**BRANO SELEZIONATO:**
================

Partito di Alternativa Comunista

Intervista a Ludmila, operaia della Arcelor Mittal a Kryvyi Rih

Intervista a Ludmila, operaia della Arcelor Mittal a Kryvyi Rih

 

 

 

a cura di compagne della Lit-Quarta Internazionale

 

Pubblichiamo questa intervista alla compagna Ludmila, operaia di Arcelor Mittal a Kryvyi Rih e membro del sindacato dei minatori che sta partecipando alla campagna di solidarietà con la resistenza ucraina. Questa intervista è stata realizzata prima che i tagli a luce, gas, acqua e internet peggiorassero e paralizzassero ancora di più la situazione.

 

Florence (Workers’ Voice, Usa): Per noi questa campagna di solidarietà internazionale alla resistenza operaia ucraina è e rimane estremamente importante. Negli Stati Uniti e in molti altri Paesi come Lit-Quarta Internazionale stiamo organizzando raccolte fondi tra settori di lavoratori dell'industria per raccogliere solidarietà diretta con i lavoratori in Ucraina. Puoi parlarci per prima cosa di come la guerra sta colpendo le donne in miniera, sul posto di lavoro?

================

Dati sulle espressioni referenziali:
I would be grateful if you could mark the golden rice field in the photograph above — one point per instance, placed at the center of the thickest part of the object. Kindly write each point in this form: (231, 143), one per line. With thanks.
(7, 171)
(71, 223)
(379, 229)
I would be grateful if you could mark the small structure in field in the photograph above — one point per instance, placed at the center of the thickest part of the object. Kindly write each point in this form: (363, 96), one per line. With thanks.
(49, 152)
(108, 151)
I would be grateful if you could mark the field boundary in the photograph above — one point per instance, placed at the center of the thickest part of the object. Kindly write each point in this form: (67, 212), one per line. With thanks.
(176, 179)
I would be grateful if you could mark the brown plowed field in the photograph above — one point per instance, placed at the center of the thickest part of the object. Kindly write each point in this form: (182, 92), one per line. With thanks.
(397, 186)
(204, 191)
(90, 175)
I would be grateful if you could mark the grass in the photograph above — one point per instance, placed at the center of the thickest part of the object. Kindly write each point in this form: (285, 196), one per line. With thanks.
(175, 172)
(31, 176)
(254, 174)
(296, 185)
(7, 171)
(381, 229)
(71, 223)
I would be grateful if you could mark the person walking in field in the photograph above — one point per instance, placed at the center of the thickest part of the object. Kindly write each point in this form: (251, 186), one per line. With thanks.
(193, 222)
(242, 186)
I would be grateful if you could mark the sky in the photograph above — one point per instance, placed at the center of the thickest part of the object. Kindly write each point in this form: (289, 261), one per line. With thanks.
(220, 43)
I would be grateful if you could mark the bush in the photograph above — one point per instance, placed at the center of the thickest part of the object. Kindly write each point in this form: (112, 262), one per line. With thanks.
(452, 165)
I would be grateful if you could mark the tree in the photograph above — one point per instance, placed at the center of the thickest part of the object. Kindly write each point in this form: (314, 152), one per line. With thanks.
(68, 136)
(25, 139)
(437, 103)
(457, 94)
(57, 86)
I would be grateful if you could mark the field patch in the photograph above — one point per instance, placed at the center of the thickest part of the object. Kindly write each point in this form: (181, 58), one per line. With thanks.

================

**CONSEGNA:** Prosegui l'intervista a Ludmila, l'operaia di Kryvyi Rih, dopo la domanda di Florence sulle donne in miniera.

**RISPOSTA ATTESA:**
In questo momento, in fabbrica e in miniera una percentuale molto elevata di donne è sospesa, in cassa integrazione, a casa, percepisce i due terzi nominali del salario. La maggior parte degli uomini è al fronte e la maggior parte delle donne è a casa, a salario ridotto. Nel mio caso sono temporaneamente al lavoro, ma da gennaio a marzo saremo di nuovo sospesi. Ho mia sorella e mio fratello nelle miniere, io sono in fabbrica. In miniera si lavora su otto turni al mese, cioè è un lavoro molto ridotto. E non solo ci sono le sospensioni ma, quando lavoriamo, a causa dei bombardamenti, all'improvviso manca la luce e si spegne tutto, e rimaniamo nelle miniere e nelle fabbriche nel buio più totale. La produzione viene interrotta e si creano situazioni pericolose perché le interruzioni sono imprevedibili. Tutto questo rende molto difficile il lavoro di produzione e mette a rischio la nostra sicurezza.

 

Quando abbiamo fatto la prima carovana solidale che abbiamo promosso con il sindacato, sappiamo che parte dei fondi sono stati utilizzati per acquistare taser per l’autodifesa delle donne. Puoi spiegarci perché è importante che le donne abbiano diritto all'autodifesa e com’è la vita quotidiana delle donne in situazioni di guerra?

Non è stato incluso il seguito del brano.